[[ Extract to read open ]]

Medical News Today reports that “Almost 20% of smartphone users have one or more applications on their device that helps them track or manage their health. It is estimated that by next year, 500 million smartphone users worldwide will be using a health app. There is no doubt that these apps are growing in popularity.”
But then MNT asks: “But are they actually beneficial to our health? Or could they do more harm than good?”
A study last year by the IMS Institute for Healthcare Informatics was titled “Patient Apps for Improved Healthcare: From Novelty to Mainstream.” It reviewed “more than 40,000 health care apps available for download on the US Apple iTunes app store, looking specifically at how these apps benefit consumer health,” according to MNT.
The IMS study states: “To date, most efforts in app development have been in the overall wellness category with diet and exercise apps accounting for the majority available. An assessment finds that healthcare apps available today have both limited and simple functionality—the majority do little more than provide information.”
Or, as MNT writes: “Only 16,275 of these apps are directly linked to patient care and treatment, according to the investigators, while the others provide information that in no way improves patient health or well-being.”
So what needs to be done? According to MNT, in a American Academy of Orthopedic Surgeons report, Dr. Orrin I. Franko, of the Department of Orthopedics at the University of California-San Diego, writes: “The approval process generally requires that the app meets each company’s guidelines and pertain to content matter, but the process does not validate the data contained within the program for medical accuracy or functionality before making the app available for public use.”

[[ Extract to read closed ]]
[[ Entries shown open ]]

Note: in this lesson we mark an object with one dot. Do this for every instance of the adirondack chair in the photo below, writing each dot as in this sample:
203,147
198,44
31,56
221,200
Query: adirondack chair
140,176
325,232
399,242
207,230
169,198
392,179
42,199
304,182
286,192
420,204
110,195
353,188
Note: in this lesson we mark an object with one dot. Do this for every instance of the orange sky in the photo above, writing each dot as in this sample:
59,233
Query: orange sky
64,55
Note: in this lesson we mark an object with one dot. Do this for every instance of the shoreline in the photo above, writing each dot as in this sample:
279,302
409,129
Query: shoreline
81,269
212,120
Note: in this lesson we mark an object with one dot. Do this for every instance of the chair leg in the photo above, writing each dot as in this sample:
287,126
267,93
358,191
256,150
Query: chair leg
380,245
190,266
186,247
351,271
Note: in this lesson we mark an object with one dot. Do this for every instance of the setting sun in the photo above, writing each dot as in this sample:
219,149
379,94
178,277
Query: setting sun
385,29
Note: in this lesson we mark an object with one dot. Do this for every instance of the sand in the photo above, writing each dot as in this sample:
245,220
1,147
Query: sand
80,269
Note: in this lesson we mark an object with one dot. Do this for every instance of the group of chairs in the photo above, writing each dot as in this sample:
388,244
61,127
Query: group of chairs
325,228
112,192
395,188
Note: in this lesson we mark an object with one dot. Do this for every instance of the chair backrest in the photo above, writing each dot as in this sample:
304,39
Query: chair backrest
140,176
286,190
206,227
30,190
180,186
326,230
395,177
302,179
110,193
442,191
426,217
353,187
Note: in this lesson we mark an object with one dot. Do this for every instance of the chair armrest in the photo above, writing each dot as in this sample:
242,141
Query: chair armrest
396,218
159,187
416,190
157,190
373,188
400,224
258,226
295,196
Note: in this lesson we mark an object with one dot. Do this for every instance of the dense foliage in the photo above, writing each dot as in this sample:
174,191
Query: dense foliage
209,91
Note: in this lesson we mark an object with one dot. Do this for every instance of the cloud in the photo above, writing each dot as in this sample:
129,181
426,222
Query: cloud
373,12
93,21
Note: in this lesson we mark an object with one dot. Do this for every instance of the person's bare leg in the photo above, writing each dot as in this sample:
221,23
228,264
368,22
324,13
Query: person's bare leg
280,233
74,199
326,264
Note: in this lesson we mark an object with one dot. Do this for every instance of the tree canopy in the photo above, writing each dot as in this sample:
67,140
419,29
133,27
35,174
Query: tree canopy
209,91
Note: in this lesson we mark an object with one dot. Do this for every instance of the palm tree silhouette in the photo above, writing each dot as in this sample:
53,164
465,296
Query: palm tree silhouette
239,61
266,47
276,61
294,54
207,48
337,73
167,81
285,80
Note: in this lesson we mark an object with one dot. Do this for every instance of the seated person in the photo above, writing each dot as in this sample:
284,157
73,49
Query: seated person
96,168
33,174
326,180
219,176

[[ Entries shown closed ]]
[[ Entries shown open ]]

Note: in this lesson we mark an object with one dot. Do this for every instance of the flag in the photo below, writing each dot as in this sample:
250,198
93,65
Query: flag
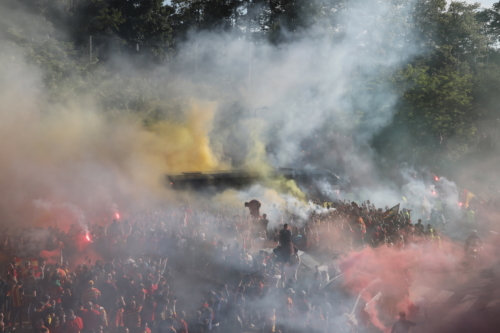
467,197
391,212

[[ Entries shown closed ]]

### What needs to be done
In the health app article, how many of the reviewed apps are directly linked to patient care and treatment? Rely only on the health app article, not the listing.

### Finished task
16,275